**TASK BRIEF:**
Duplicate the lines of the material below from the line containing "the white painted" through the line containing "Query: white painted wall", both included.

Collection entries
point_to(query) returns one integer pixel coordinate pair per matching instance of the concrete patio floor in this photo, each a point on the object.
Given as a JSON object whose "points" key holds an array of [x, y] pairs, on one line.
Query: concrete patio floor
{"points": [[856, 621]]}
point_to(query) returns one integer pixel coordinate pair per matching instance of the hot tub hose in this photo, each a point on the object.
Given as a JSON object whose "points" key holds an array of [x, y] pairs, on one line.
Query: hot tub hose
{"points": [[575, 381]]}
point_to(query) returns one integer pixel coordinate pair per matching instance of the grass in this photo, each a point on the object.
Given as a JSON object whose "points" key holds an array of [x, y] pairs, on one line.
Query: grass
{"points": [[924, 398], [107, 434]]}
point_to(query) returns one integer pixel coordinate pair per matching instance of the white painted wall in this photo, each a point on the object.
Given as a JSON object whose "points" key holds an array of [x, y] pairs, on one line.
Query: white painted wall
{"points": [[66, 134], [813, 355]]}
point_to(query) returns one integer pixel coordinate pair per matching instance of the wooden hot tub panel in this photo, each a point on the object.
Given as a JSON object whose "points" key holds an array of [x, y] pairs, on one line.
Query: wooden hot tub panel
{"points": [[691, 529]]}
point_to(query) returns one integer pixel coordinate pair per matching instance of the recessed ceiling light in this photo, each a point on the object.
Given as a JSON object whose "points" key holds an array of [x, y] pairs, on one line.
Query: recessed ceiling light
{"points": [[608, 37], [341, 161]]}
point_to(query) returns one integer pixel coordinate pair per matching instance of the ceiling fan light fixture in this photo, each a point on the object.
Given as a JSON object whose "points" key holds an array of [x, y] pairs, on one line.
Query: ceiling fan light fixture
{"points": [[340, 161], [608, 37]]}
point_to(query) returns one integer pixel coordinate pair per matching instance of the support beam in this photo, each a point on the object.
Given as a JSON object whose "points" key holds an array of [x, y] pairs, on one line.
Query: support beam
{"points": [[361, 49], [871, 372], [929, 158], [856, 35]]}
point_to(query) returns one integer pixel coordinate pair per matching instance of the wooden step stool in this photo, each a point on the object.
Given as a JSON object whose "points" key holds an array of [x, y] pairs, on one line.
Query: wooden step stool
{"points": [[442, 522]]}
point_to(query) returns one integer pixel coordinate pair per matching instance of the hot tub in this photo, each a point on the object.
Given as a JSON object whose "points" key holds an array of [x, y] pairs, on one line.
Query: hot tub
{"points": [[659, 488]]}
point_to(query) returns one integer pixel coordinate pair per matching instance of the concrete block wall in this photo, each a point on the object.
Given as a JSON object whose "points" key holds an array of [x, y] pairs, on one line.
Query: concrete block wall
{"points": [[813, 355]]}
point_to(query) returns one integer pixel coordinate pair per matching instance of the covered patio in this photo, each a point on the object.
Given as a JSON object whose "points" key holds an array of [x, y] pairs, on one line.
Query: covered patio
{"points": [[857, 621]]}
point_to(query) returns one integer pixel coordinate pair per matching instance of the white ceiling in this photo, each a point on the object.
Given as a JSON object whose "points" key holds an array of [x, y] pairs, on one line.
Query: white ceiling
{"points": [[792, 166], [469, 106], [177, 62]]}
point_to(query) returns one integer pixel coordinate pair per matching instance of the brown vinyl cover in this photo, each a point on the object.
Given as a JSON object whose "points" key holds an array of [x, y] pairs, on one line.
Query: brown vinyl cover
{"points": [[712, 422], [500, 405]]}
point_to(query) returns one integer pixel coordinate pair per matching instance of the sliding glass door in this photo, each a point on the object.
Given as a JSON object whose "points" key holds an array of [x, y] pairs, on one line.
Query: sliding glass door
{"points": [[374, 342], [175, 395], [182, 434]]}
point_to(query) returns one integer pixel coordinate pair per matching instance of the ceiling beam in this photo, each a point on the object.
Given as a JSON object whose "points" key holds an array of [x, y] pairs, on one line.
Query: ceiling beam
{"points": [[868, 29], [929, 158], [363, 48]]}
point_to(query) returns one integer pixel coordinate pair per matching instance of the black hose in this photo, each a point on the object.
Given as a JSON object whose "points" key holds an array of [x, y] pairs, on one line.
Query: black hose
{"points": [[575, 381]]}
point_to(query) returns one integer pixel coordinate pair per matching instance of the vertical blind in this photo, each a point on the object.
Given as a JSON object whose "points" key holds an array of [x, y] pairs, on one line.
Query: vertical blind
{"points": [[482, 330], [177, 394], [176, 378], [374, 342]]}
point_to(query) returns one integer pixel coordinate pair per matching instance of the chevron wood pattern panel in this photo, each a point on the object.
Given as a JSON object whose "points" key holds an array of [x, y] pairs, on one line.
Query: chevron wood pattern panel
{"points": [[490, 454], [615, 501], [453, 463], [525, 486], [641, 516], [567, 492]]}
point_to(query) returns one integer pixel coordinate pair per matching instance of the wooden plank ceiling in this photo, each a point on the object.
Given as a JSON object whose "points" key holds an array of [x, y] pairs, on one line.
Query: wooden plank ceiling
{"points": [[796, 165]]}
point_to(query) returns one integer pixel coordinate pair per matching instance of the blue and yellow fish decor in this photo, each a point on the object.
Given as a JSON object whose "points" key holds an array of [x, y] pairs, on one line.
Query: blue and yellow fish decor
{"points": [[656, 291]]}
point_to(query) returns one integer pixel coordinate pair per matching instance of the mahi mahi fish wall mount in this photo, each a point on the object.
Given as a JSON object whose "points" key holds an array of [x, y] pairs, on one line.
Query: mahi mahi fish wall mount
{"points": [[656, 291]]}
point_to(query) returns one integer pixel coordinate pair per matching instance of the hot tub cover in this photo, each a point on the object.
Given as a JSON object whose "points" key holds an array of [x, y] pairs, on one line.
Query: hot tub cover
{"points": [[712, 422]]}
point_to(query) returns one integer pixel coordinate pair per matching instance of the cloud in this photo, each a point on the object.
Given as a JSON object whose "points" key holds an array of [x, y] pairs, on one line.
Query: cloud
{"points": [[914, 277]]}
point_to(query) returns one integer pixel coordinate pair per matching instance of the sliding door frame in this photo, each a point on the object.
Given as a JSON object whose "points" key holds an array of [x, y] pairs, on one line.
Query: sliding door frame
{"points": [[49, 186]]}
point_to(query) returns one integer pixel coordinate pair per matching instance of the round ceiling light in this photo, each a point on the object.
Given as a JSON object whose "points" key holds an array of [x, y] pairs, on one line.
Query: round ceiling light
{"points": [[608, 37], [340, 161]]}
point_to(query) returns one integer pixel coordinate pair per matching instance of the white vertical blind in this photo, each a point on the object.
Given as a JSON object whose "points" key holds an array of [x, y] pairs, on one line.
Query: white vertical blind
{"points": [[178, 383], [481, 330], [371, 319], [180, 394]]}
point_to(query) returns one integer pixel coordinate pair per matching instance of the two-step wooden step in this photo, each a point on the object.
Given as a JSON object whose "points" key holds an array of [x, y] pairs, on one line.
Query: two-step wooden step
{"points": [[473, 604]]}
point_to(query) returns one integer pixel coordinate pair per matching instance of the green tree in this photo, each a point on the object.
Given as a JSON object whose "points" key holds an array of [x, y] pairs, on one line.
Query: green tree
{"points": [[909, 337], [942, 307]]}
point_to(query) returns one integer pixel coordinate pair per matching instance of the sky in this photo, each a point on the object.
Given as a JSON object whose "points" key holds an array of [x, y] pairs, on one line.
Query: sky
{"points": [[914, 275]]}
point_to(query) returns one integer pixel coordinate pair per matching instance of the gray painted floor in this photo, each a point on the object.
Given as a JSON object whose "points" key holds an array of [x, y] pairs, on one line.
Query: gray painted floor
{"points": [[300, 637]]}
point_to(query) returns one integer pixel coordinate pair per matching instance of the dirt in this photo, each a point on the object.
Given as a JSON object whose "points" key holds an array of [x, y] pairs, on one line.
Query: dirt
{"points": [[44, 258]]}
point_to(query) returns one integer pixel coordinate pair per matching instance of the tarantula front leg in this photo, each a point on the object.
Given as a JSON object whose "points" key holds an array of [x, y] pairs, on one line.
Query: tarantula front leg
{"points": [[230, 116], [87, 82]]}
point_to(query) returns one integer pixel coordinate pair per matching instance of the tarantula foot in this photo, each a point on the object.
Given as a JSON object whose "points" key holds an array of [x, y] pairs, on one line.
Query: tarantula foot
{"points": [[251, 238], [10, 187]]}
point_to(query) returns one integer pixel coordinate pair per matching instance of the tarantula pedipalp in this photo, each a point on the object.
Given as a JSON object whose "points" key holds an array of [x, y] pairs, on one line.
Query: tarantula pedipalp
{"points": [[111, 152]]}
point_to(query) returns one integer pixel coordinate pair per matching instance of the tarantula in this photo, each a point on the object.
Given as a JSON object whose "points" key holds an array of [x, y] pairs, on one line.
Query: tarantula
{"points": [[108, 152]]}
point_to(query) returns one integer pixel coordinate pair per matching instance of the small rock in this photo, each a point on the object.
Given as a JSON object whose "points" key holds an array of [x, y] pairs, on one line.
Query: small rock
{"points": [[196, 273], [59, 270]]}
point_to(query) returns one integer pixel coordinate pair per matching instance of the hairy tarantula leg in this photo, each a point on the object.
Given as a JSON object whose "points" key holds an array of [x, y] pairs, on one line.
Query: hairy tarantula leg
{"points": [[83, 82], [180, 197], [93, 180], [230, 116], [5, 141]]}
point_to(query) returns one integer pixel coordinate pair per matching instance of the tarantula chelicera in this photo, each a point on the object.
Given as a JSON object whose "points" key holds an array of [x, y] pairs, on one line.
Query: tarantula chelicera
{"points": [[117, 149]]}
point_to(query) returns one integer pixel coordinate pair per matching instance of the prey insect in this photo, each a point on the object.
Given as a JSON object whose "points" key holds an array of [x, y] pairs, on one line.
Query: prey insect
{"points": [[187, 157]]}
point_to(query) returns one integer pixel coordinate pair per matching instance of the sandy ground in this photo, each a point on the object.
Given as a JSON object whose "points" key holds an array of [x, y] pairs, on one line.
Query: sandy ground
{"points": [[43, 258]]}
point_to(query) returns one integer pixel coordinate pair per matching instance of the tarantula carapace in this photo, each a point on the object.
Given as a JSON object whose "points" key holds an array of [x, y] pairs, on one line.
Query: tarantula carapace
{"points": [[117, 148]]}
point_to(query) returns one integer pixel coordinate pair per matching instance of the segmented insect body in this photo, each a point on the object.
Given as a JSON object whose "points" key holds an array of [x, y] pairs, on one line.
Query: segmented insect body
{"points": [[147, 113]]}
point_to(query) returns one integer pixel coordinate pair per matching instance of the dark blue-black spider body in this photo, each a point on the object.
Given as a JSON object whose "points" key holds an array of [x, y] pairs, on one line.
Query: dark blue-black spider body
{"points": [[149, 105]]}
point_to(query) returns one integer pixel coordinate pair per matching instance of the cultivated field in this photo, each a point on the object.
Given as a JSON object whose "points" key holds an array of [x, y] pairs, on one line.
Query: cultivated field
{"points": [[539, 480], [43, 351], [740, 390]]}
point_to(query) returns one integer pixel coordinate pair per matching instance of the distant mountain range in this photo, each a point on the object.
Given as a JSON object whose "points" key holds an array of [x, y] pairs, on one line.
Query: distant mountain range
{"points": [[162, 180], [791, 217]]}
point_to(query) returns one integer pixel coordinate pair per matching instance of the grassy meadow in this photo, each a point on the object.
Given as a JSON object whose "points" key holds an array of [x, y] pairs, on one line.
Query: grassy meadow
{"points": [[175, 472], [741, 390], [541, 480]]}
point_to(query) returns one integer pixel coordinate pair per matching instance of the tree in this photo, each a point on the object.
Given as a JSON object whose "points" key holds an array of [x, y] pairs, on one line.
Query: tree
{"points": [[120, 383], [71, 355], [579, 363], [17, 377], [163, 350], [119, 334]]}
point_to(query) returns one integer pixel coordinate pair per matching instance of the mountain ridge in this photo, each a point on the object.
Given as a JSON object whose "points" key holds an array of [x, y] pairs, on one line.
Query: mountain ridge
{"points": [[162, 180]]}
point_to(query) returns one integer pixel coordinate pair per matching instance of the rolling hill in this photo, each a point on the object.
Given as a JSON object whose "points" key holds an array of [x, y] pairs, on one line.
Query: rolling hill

**THE REPLY:**
point_to(query) returns one integer pixel coordinate pair per matching instance of the white painted wall in this photo, each a point on the object.
Given as a JSON object whose "points" key holds an array of [x, y] pairs, on one line.
Query: white painted wall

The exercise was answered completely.